→ **EXTRACTED TEXT**:

Miss Bee and the Do Bees: An Urban Teacher Romance by Cleo A. Lampos. Book Review.

Click on the cover for more information or to buy the book.

This is a contemporary romance that will warm your heart and make you feel positive about your fellow man. I was interested in this book because it was about a teacher who worked with a special education class in a tough urban school.

Veronica Bagedonas works with 9 to 11-year-old Children, most with behavior disorders. She has the students call her Miss Bee and she calls her class the Do Bees. The year begins with her in tears upon receiving her class list which includes the two most infamous students. Fortunately, she is given some extra assistance in the form of a southern belle named Sunny who turns out to be far more competent with the class than Veronica expected. I was very pleasantly surprised that with only five students, she is assigned a full-time classroom assistant.

The class consists of a boy named Khalil who cannot stand to be touched and Juan who hides under his hoodie. Peter is an autistic boy who must have everything in his environment in balance and will only listen to only factual information, no stories. Clarissa, a bolter, likes to stir things up when she isn’t hiding behind her hair. Lastly, is Angelica a child who has experienced brain damage and whose mother expects miracles in the classroom.

→ **RECORD EXCERPTS**:
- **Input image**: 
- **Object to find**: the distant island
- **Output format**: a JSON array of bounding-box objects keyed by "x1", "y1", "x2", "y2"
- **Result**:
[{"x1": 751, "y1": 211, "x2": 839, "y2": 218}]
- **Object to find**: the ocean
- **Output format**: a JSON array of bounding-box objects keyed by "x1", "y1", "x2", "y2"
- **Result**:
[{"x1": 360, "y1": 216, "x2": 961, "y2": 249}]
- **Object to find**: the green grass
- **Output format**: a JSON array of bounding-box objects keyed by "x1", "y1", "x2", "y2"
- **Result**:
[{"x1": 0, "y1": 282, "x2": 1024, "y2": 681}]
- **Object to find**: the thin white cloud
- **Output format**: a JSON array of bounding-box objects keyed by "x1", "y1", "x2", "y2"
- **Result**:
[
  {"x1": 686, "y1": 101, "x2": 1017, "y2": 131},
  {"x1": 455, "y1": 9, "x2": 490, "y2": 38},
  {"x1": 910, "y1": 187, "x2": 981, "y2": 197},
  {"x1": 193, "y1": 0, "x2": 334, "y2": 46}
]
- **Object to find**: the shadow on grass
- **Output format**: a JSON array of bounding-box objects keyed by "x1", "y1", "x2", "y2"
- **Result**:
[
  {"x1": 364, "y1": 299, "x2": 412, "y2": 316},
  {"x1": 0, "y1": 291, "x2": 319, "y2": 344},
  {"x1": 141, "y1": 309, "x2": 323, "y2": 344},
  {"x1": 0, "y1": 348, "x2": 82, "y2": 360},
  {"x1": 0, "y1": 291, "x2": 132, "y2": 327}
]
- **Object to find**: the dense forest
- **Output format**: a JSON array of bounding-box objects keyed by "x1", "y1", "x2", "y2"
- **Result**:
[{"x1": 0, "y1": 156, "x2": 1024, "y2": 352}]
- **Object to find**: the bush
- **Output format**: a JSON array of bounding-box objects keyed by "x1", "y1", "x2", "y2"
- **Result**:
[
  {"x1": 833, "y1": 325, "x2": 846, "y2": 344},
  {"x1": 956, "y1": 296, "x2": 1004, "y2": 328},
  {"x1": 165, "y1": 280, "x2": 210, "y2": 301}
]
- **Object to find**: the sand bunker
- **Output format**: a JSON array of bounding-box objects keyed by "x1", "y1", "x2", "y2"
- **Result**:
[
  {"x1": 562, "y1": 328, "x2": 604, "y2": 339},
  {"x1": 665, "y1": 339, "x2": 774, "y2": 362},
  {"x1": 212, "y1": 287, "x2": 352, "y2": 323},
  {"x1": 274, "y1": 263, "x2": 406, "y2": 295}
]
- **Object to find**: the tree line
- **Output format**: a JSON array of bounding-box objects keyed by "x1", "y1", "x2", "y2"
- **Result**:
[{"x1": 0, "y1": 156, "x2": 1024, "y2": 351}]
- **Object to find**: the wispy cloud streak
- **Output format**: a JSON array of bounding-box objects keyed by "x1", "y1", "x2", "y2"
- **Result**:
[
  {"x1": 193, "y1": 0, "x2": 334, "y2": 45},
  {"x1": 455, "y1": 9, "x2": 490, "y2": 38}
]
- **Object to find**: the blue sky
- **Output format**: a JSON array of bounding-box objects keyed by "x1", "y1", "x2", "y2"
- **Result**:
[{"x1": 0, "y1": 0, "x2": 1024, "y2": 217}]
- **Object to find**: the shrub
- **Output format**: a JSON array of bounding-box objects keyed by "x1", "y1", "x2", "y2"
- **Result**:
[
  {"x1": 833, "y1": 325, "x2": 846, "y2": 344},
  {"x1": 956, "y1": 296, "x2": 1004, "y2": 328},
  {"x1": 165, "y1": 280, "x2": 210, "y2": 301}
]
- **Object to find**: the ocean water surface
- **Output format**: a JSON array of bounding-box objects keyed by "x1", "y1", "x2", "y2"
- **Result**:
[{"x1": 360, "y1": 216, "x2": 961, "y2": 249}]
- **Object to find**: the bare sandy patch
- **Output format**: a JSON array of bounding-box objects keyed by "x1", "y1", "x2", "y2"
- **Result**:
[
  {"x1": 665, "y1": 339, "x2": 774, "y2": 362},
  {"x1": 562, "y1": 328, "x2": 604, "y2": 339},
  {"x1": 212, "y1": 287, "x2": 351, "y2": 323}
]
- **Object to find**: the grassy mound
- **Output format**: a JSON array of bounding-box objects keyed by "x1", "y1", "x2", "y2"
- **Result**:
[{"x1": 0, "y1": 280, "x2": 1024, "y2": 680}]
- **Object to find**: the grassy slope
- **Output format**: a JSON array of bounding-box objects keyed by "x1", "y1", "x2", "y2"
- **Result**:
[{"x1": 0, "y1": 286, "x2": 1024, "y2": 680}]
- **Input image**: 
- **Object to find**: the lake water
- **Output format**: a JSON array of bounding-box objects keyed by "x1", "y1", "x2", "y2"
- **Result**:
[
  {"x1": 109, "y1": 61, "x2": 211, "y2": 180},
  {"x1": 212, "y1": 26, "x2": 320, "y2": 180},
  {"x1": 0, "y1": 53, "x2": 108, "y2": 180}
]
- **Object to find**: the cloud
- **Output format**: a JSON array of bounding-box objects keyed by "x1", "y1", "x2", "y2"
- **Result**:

→ **WHAT THIS EXERCISE ASKS**:
[A] Answer these questions about the book review, giving each answer on its own line marked to match:
(i) What does Veronica Bagedonas have her students call her?
(ii) What is the name of the southern belle who gives her extra assistance?
(iii) Which student cannot stand to be touched?
[B] Write the next part of the book review about Miss Bee and the Do Bees, picking up after its final sentence.

→ **TASK RESULTS**:
[A]
(i) Miss Bee
(ii) Sunny
(iii) Khalil

[B]
It soon becomes apparent that Veronica, Roni, is lonely and somewhat envious of Sunny’s relationship with her Marine husband who is on deployment. Roni has legs like tree trunks and believes no man will ever find her desirous. In spite of this, she finds herself falling for firemen/paramedic Joe Milanovich who, unknown to her, is suffering from PTSD. Lampos writes with insight and realism about war vets trying to get their lives back together. There is a fair bit of reliance on Christianity but there are also other strategies for recovery.

Veronica is a highly skilled teacher and a compassionate person. We want, more that anything, for her to be appreciated and loved. I don’t want to tell you the whole story, but there are struggles, disappointments, sorrows, achievements, moments of terror and joy, and a realistic, satisfying ending. This is a lovely, gentle romance filled with wisdom and hope.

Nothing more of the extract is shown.